Problem requirements
Reproduce word for word the portion of the Lucy Daniels text below, starting with "By 1961 when" and going on through "doctorate in 1977.".

At sixteen, Lucy Daniels dropped out of high school and spent five years in psychiatric hospitals in treatment for severe anorexia nervosa. In 1956, less than a year after her release, a novel she had written in the hospital, Caleb, My Son, was published by Lippincott and became a best seller. The story of a father-son conflict associated with the Brown decision to end segregation, the novel appeared in several countries and won Daniels a Guggenheim Fellowship in literature.
By 1961 when her second novel, High on a Hill, was published, Daniels had married and given birth to two of her four children. Over the next several years, she found writing fiction more and more difficult, and felt ashamed of her lack of education. In 1968, she entered college and began studying psychology at the University of North Carolina. She graduated Phi Beta Kappa four years later, and then pursued clinical training in psychology, which led to a doctorate in 1977.
While her education enabled Daniels to help others, it was psychoanalysis that freed her from both chronic anorexia and a debilitating writer’s block. In her words, analysis “enabled me to make the journey from the desert of creative paralysis to creative freedom.”

Information provided
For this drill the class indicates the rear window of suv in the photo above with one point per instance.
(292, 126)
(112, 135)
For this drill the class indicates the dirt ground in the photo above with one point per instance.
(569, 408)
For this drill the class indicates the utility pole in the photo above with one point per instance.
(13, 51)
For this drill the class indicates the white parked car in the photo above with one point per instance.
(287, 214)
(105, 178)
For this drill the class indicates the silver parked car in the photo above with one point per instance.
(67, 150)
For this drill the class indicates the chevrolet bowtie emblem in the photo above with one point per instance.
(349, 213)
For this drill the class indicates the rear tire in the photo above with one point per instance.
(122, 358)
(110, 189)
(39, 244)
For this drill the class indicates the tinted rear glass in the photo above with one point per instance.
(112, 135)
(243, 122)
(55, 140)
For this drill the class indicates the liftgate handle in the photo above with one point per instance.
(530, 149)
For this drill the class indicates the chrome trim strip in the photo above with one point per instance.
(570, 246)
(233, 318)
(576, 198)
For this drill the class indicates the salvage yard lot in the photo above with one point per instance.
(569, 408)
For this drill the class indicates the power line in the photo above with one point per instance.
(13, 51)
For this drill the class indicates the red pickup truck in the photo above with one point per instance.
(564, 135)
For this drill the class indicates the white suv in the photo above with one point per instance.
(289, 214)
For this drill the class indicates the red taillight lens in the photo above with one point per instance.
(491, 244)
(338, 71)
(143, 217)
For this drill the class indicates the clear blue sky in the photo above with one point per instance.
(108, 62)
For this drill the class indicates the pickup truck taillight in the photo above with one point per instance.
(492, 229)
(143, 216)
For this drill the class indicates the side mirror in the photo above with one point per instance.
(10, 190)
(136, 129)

Task answer
By 1961 when her second novel, High on a Hill, was published, Daniels had married and given birth to two of her four children. Over the next several years, she found writing fiction more and more difficult, and felt ashamed of her lack of education. In 1968, she entered college and began studying psychology at the University of North Carolina. She graduated Phi Beta Kappa four years later, and then pursued clinical training in psychology, which led to a doctorate in 1977.